■ TUGAS YANG DIKERJAKAN: Lanjutkan artikel tentang lonjakan inflasi di zona Eropa, mulai setelah kalimat terakhirnya.

Reporter: Maizal Walfajri | Editor: Anna Suci Perwitasari
KONTAN.CO.ID - JAKARTA. Perekonomian kawasan Eropa semakin terancam akibat perang. Inflasi zona Eropa ini pun melonjak menjadi 7,5% pada Maret 2022. Padahal ini belum mencapai momen puncak inflasi di benua biru.
Dus, tekanan pada The European Central Bank (ECB) semakin tinggi untuk mengendalikan harga yang tidak terkendali, padahal pertumbuhan ekonomi melambat tajam, mengutip Reuters pada Senin (4/4).
Pertumbuhan harga konsumen di 19 negara yang berbagi euro dipercepat dari 5,9% pada Februari 2022. Lantaran perang di Ukraina dan sanksi terhadap Rusia mendorong harga bahan bakar dan gas alam ke rekor tertinggi.
Meskipun energi adalah penyebab utamanya, inflasi harga pangan, jasa dan barang tahan lama semuanya berada di atas target 2% ECB. Ini menjadi bukti lebih lanjut bahwa pertumbuhan harga semakin meluas dan bukan hanya cerminan dari harga minyak yang mahal.
Sebelumnya, ECB terus-menerus meremehkan inflasi selama setahun terakhir, angka tersebut akan mengejutkan para pembuat kebijakan. Kini, beberapa bankir di bank sentral mulai menyerukan kebijakan yang lebih ketat untuk menghindari pertumbuhan harga yang tinggi menjadi mengakar.
Baca Juga: Pilihan Mata Uang di Tengah Krisis Energi dan Inflasi Tinggi
"Data inflasi berbicara sendiri. Kebijakan moneter tidak boleh melewatkan kesempatan untuk tindakan balasan yang tepat waktu," ujar Joachim Nagel, presiden Bundesbank Jerman.
Gubernur bank sentral Austria dan Belanda telah menyerukan kenaikan suku bunga tahun ini, khawatir bahwa pertumbuhan harga yang cepat menjadi berbasis luas, argumen yang didukung oleh data yang mendasari dari rilis Jumat.

■ DAFTAR DATA:

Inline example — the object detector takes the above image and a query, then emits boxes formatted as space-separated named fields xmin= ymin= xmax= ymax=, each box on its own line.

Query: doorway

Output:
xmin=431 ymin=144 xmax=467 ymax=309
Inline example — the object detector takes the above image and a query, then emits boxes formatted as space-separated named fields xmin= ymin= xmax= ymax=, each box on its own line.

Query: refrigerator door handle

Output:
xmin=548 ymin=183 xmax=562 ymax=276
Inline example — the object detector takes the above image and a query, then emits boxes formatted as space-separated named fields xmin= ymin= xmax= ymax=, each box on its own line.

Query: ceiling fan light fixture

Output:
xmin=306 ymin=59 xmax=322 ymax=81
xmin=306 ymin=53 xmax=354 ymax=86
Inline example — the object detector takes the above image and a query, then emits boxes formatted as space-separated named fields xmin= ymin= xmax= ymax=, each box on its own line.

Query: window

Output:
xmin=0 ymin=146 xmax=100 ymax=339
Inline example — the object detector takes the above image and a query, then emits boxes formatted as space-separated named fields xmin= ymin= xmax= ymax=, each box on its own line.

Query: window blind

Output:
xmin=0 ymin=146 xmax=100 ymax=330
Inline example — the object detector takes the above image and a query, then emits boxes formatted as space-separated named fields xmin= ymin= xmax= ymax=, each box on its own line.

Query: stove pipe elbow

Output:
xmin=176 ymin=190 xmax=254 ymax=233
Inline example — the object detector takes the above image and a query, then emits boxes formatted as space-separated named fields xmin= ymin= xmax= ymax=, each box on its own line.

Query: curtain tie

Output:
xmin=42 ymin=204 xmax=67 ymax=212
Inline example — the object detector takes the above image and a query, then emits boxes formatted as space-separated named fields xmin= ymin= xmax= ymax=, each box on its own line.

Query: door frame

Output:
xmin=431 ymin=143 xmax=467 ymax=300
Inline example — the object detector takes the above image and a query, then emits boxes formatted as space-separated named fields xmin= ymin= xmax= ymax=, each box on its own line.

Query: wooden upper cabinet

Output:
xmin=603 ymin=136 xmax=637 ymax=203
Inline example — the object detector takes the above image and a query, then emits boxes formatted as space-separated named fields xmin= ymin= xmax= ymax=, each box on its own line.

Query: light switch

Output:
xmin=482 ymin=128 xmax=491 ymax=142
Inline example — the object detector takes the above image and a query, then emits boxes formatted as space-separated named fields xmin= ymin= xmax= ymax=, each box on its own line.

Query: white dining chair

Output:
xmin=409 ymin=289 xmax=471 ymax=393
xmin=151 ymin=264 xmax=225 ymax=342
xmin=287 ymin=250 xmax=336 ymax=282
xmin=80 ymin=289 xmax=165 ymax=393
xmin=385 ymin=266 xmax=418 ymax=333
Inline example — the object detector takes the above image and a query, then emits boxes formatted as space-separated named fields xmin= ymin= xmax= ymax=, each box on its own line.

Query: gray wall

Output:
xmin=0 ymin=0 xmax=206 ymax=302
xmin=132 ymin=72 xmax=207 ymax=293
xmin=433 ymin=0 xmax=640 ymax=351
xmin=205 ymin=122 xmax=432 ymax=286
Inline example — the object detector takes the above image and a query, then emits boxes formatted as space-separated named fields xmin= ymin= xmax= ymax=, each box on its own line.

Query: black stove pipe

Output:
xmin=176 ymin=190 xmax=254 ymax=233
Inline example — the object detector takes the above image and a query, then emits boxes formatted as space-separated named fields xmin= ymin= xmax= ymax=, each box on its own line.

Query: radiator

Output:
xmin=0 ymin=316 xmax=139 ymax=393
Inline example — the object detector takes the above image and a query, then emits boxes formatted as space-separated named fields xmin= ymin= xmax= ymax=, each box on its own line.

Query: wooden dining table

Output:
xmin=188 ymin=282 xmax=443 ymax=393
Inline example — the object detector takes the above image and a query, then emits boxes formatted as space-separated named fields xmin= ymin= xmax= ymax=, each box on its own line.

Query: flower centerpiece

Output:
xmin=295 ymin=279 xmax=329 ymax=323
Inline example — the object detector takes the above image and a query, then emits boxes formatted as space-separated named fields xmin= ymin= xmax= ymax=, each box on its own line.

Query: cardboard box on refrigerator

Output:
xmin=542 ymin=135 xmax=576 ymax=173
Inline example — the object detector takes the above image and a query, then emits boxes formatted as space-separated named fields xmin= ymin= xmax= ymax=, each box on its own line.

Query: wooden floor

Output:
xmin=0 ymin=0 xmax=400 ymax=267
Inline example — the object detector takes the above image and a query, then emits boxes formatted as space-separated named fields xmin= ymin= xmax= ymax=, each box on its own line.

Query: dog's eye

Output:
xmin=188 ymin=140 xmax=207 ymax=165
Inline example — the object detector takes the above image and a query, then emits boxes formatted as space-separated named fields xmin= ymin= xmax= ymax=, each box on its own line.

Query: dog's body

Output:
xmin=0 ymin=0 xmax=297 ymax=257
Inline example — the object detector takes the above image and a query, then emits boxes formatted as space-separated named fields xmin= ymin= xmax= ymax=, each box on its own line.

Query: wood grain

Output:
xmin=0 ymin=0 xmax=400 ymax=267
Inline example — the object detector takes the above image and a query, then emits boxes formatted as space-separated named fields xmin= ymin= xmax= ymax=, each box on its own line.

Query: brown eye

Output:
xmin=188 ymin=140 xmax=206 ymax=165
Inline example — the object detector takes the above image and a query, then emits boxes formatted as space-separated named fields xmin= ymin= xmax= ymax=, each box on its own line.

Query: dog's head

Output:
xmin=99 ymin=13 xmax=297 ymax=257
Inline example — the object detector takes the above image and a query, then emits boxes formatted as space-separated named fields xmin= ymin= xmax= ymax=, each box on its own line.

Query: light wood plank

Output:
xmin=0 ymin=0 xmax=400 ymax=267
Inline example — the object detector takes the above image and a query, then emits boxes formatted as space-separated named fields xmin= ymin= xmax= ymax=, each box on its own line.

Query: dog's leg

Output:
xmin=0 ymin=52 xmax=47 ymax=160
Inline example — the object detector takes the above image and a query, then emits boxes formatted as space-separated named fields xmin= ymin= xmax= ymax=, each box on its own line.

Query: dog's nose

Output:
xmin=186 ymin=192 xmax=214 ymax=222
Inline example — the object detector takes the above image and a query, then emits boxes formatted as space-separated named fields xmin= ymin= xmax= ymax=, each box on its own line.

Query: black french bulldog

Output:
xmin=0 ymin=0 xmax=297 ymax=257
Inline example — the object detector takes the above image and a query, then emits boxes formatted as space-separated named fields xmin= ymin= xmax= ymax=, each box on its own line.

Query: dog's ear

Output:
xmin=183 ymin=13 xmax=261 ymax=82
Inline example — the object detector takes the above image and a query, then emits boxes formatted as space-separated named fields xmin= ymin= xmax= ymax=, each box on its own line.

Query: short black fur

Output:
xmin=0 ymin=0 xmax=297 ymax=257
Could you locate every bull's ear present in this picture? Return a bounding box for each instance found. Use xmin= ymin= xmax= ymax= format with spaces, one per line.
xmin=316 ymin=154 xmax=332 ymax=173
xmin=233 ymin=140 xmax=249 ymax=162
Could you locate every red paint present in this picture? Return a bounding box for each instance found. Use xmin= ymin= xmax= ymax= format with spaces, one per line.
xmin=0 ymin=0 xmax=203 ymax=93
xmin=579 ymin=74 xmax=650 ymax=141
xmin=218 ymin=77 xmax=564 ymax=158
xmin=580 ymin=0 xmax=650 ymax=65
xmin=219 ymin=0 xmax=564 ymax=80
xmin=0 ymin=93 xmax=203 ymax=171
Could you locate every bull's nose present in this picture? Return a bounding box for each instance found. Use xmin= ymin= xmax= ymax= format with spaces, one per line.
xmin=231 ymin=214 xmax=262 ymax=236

■ HASIL TUGAS:
Inflasi tidak termasuk harga makanan dan bahan bakar yang mudah naik dan diawasi ketat oleh ECB, naik menjadi 3,2% dari 2,9%. Sementara ukuran yang lebih sempit yang juga mengecualikan produk alkohol dan tembakau melonjak menjadi 3,0% dari 2,7%.
Setiap pemotongan pasokan gas Rusia juga akan dengan cepat mengalir ke pelanggan. Sehingga meningkatkan harga bahkan ketika pemerintah menerapkan langkah-langkah subsidi untuk mengimbangi sebagian biaya.
Kepala Ekonom ECB Philip Lane mengakui bahwa inflasi sangat tinggi tetapi mengatakan ada kekuatan yang berlawanan di tempat kerja dan bank sentral zona euro harus meluangkan waktu untuk menganalisis data.
"Kami memiliki kejutan energi, prospek efek putaran kedua, mendorong inflasi. Di sisi lain, melemahnya sentimen, fakta bahwa pendapatan riil akan menderita dengan harga energi yang tinggi, terutama selama satu hingga dua tahun, akan memiliki tekanan negatif pada prospek inflasi,” jelasnya.
Kini, tugas utama ECB adalah membuat inflasi menjadi 2% tetapi kebijakan pengetatan sekarang akan berisiko menghancurkan ekonomi yang sudah terhuyung-huyung akibat dampak perang di negara tetangganya dan dampak pandemi COVID-19 yang masih ada.
Baca Juga: Rusia-Ukraina Masih Memanas, Harga Gas Alam Semakin Melambung
ECB memperkirakan bahwa pertumbuhan perekonomian pada kuartal pertama positif, namun akan sulit tercapai. Sementara pertumbuhan kuartal kedua akan mendekati nol, karena harga energi yang tinggi mengurangi konsumsi dan merugikan investasi perusahaan.
Harga energi yang tinggi secara tradisional merupakan hambatan pertumbuhan dan dengan demikian akan benar-benar membebani inflasi begitu lonjakan langsung berlalu. Meningkatkan risiko bahwa pertumbuhan harga nantinya akan turun kembali di bawah target.
Tapi ECB hampir tidak bisa mengabaikan inflasi yang tinggi, terutama karena dikatakan puncaknya masih tiga sampai empat bulan lagi.
Pasar tenaga kerja zona euro adalah yang paling ketat dalam beberapa dekade sehingga inflasi upah, prasyarat inflasi konsumen yang tahan lama, sudah dalam proses. Dan kelambanan ECB juga akan meningkatkan ekspektasi inflasi, kemungkinan membuat pertumbuhan harga lebih permanen.
Kemungkinan kompromi bagi bank untuk memperketat kebijakan moneter tahun ini, tetapi dengan kenaikan terkecil.
Pasar sekarang memperkirakan kenaikan suku bunga sebesar 60 basis poin pada akhir tahun tetapi pembuat kebijakan lebih berhati-hati, dengan tidak ada satu pun yang menyerukan pergerakan begitu besar.
Risikonya, bagaimanapun, adalah bahwa kejutan inflasi yang besar dapat memaksa ECB untuk mengetatkan lebih cepat dan mengejar ketinggalan di kemudian hari.